Confidential Computing on IBM Protected Execution Facility

This year’s EuroSys conference included papers with significant contributions to the growing field of Confidential Computing.
This blog post reviews Confidential Computing on IBM Protected Execution Facility (PEF). It follows the paper Confidential Computing for OpenPOWER by Hunt et al, which describes the design and implementation of IBM PEF.
Besides several earlier presentations on IBM PEF at the recent Open POWER Summit or the Linux Security Summit, this is the first conference paper that describes it in detail.

Confidential Computing meets OpenPOWER

The POWER9 chip introduced Confidential Computing on IBM Protected Execution Facility. With this step, IBM joined the growing list of vendors that earlier introduced support for confidential computing in their product line.
These include Intel SGX, Intel TDX, AMD SEV, and the recently announced ARM Confidential Computing Architecture, as well as IBM’s own Z Secure Execution system.

The authors stress that the product cycle and legacy architecture of server class platforms influenced the design of PEF. This sets PEF apart from promising “greenfield” architectures such as Keystone.

PEF addresses three key challenges that hinder the broader adoption of TEEs:

  • Balancing between isolation and confidentiality. Existing server class processors make TEEs expensive by bundling confidentiality and isolation.
  • Reusing existing security technologies. Existing TEE implementations introduce many new security components and consequently either require changes to applications or trust in new components.
  • Lifecycle management of secure entities run inside the TEE. This is a crucial aspect missing today, especially in cloud deployments, where the adoption of TEEs promises to unlock new use cases.

The designers of PEF address these challenges and add a new most-privileged execution mode (the Protected Execution Ultravisor). This helps decouple isolation from confidentiality and integrity. It also helps simplify the life cycle of Secure Virtual Machines (SVMs) by removing the need for runtime attestation with the processor vendor.
Note that PEF reuses in its security architecture the already tried and tested Trusted Platform Module (TPM).

Location annotation dataset excerpts

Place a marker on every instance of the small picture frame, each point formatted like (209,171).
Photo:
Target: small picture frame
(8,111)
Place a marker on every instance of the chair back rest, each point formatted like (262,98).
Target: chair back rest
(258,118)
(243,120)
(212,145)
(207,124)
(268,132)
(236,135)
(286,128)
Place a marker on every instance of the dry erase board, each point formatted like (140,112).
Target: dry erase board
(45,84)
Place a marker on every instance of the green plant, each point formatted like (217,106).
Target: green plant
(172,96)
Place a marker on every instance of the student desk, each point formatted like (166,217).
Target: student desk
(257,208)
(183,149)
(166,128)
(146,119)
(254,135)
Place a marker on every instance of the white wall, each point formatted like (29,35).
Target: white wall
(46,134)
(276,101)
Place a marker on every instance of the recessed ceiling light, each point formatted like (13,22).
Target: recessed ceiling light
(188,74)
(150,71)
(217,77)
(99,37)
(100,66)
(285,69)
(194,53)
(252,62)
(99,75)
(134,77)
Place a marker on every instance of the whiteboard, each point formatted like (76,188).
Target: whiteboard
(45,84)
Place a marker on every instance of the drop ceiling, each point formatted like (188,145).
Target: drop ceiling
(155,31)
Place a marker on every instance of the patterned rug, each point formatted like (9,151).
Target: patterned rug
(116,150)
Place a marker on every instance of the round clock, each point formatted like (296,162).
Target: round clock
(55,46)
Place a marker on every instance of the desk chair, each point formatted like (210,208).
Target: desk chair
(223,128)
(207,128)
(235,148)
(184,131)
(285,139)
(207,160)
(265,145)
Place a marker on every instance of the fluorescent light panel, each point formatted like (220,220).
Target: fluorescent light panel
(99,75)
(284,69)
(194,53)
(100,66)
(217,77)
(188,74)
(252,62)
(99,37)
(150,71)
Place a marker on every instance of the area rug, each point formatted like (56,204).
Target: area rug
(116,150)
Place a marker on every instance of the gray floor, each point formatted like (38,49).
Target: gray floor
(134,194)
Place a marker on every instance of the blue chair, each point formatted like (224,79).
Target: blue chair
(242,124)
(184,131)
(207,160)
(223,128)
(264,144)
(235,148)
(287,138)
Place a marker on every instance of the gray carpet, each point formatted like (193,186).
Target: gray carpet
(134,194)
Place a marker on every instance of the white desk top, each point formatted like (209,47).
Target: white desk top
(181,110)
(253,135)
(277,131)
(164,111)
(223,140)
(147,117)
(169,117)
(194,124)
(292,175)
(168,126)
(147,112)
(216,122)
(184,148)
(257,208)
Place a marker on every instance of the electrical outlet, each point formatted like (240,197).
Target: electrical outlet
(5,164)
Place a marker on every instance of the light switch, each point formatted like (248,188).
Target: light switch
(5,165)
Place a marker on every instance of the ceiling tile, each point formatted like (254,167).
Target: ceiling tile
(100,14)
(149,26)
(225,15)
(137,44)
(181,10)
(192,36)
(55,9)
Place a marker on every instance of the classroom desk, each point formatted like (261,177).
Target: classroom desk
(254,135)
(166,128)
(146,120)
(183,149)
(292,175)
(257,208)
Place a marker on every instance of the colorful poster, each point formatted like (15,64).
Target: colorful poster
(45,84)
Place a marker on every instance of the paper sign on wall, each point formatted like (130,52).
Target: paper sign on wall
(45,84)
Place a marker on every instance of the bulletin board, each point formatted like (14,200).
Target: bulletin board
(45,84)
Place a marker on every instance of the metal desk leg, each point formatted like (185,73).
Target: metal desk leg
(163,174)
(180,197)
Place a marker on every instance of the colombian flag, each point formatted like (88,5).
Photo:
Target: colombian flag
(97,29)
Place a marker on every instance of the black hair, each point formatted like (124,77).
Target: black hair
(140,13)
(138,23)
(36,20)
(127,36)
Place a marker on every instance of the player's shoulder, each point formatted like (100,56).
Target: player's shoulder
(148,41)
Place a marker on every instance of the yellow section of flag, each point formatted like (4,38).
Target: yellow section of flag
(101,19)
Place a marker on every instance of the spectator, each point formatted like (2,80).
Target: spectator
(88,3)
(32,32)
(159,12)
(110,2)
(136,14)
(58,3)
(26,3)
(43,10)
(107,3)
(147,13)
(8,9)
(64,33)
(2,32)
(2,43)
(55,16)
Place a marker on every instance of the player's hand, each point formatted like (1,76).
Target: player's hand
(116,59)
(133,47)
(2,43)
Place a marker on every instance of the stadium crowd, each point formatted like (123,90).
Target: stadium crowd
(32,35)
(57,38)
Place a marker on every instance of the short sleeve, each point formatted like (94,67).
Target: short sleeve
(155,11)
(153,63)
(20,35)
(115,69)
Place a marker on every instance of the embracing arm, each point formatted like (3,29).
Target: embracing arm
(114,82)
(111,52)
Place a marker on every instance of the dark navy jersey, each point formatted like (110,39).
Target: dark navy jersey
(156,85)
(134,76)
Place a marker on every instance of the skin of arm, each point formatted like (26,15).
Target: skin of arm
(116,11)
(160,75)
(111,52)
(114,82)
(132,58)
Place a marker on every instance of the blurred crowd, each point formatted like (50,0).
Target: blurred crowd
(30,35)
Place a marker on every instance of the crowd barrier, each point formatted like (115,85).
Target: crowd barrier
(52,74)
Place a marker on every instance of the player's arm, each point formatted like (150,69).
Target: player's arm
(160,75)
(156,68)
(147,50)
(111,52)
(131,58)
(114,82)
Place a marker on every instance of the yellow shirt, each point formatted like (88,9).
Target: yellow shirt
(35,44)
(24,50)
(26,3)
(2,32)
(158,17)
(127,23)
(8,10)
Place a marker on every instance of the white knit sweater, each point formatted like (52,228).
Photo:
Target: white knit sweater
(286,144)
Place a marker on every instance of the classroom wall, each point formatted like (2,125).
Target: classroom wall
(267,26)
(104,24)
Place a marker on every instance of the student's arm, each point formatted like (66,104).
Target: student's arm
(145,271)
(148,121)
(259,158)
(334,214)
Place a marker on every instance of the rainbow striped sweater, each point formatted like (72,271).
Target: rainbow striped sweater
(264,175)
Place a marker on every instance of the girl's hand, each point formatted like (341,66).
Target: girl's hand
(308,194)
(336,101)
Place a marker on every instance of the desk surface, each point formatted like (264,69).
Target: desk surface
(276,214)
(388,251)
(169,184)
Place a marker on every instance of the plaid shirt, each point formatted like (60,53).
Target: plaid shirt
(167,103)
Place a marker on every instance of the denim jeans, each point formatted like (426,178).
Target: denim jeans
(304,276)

- ACTIONS TO TAKE
1: In the post on IBM Protected Execution Facility, answer these:
(a) Which chip introduced Confidential Computing on IBM PEF?
(b) What new execution mode do the designers of PEF add?
(c) Which existing security technology does PEF reuse in its security architecture?
2: Resume the post on IBM Protected Execution Facility, writing on from its final sentence.

- RESPONSES
1:
(a) The POWER9 chip.
(b) A new most-privileged execution mode, the Protected Execution Ultravisor.
(c) The Trusted Platform Module (TPM).

2:
Security Model and Design Goals

PEF‘s threat model assumed for  is similar to the one for SGX.
It assumes an uncompromised platform, where the adversary has limited physical access reflecting the common server maintenance tasks.
Similar to SGX, the designers of PEF exclude side channel attacks and refer to the need for a more comprehensive solution to prevent them.

PEF prevents exposing sensitive state from SEVs to both the hypervisor and other SEVs, as well as allows users to verify the validity of the TEE. In this context a computation is valid if an unauthorized party did not modified it and if an unauthorized system cannot run it.

Protected Execution Facility

To implement PEF with minimal the changes to existing components – such as the hypervisor – the design implements a new CPU state, secure state, and a new firmware to manage it, the Protected Execution Ultravisor. I can’t help but mention here Butler Lampson’s famous aphorism: Another level of indirection can solve all problems in computer science.
Support for the ultravisor is already available in the Linux kernel v5.12.0.

The secure state is the highest privilege state in the POWER architecture. It complements the three pre-existing and mutually exclusive states of the Machine State Register: problem (for applications), privileged non-hypervisor (for OSs) and hypervisor.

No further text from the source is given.